**Goal of the exercise**
Pick out each line of the records that includes the string "blue", and copy it.

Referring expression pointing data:
- Opening Delimiter -

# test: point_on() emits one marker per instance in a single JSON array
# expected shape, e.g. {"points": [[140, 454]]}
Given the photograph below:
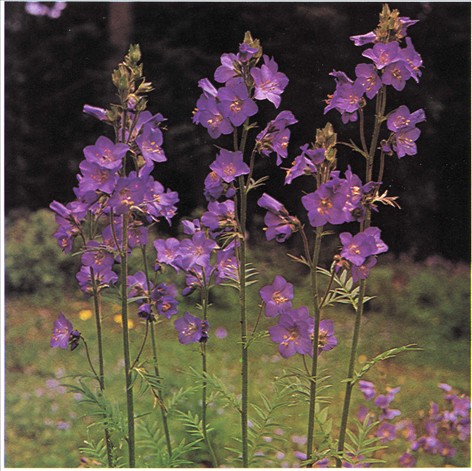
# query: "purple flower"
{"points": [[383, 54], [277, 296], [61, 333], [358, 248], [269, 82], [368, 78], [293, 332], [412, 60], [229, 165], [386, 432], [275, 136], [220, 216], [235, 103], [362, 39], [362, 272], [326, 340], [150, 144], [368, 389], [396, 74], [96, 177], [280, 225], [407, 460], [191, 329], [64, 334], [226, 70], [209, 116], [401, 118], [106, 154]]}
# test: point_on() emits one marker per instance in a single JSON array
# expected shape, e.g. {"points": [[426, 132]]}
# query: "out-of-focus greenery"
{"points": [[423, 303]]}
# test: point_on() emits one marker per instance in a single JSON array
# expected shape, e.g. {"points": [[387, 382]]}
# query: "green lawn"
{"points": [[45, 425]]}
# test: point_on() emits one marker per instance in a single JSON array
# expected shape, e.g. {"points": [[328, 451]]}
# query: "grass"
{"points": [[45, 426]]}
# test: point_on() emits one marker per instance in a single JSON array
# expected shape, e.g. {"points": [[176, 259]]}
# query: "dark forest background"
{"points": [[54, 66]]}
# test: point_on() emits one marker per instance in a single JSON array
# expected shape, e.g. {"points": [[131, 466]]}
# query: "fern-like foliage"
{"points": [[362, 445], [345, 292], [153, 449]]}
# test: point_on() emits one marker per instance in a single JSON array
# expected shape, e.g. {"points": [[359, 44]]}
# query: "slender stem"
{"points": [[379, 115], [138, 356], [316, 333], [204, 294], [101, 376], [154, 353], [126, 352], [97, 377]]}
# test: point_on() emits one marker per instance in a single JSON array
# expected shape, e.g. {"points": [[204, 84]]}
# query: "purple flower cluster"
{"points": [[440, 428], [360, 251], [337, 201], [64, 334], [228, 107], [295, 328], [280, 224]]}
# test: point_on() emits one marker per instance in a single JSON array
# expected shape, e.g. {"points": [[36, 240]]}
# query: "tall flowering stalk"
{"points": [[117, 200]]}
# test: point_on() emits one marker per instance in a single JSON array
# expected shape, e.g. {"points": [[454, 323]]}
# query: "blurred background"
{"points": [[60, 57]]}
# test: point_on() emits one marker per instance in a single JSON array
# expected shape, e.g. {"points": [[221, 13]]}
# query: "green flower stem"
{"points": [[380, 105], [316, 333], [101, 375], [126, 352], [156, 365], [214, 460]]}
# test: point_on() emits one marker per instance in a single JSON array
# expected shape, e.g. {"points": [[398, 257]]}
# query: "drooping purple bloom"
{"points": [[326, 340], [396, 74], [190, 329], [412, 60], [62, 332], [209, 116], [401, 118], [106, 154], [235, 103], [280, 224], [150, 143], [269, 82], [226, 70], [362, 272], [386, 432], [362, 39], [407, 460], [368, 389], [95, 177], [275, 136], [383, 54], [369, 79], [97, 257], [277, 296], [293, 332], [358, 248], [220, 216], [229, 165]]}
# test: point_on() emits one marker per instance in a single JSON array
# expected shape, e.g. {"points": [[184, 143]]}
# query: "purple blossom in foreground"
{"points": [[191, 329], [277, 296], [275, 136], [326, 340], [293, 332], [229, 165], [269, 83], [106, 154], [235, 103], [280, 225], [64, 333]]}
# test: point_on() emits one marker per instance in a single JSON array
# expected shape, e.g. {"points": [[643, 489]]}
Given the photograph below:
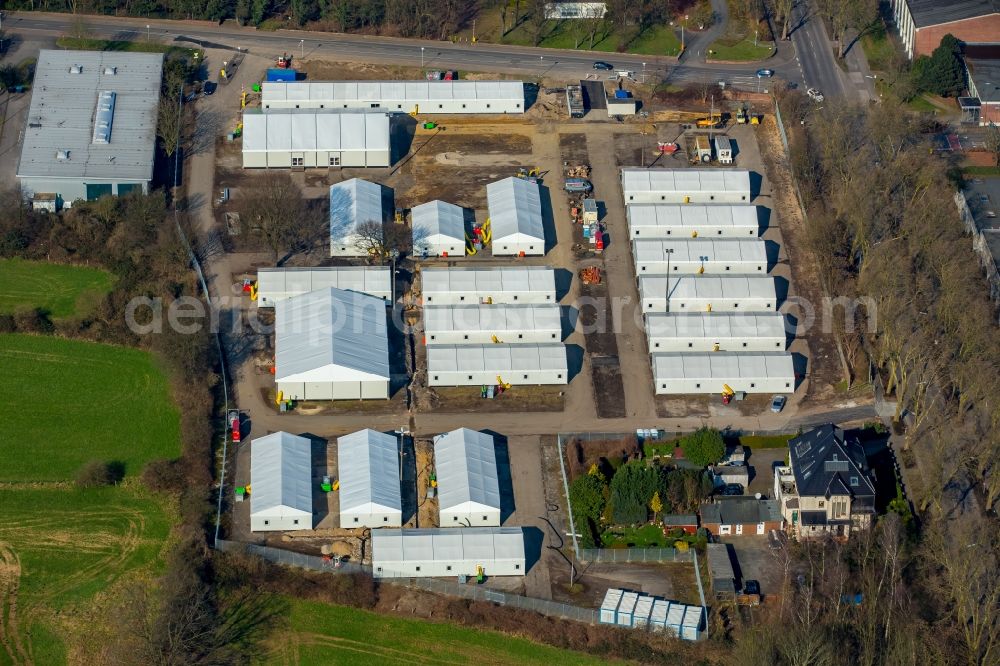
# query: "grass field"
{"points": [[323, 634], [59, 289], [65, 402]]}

- Closing Delimiter -
- Opening Delimiter -

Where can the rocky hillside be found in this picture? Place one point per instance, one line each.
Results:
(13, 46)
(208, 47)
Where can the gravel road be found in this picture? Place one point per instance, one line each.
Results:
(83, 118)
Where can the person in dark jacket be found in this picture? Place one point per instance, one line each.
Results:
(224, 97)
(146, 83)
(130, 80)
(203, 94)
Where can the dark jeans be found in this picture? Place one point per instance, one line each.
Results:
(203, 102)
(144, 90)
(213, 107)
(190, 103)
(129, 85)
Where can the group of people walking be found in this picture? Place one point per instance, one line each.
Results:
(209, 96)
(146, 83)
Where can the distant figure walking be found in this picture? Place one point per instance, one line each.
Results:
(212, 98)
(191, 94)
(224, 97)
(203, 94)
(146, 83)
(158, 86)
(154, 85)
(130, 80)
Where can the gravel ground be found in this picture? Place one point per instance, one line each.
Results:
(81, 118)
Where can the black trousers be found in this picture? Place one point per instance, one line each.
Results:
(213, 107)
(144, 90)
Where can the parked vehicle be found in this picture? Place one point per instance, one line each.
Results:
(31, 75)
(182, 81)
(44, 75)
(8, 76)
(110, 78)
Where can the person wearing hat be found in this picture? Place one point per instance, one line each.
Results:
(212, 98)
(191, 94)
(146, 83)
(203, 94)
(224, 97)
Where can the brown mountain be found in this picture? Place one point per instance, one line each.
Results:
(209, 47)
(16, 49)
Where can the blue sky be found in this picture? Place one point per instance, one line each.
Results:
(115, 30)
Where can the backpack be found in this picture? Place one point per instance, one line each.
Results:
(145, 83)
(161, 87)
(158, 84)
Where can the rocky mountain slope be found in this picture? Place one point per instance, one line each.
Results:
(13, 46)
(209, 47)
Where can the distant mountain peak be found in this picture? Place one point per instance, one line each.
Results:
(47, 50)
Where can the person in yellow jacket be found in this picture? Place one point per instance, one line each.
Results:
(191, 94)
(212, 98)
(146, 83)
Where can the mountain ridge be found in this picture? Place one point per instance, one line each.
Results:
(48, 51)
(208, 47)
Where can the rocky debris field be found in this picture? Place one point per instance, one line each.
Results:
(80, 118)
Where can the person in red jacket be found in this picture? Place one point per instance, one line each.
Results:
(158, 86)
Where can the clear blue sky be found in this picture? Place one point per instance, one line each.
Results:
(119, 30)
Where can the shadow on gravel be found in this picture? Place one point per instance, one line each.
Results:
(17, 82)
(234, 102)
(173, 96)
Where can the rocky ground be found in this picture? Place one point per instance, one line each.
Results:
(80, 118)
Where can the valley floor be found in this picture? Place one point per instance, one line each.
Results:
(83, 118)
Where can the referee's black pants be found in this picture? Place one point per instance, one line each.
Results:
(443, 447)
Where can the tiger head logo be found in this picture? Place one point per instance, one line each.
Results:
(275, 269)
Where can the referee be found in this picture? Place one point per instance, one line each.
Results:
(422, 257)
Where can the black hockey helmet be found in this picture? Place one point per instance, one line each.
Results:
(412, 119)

- Closing Delimiter -

**Output for this task**
Where can the blue sky be found in this picture? Place one point per instance, one line each.
Where can the clear blue sky be found in this picture? Place one point per instance, one line each.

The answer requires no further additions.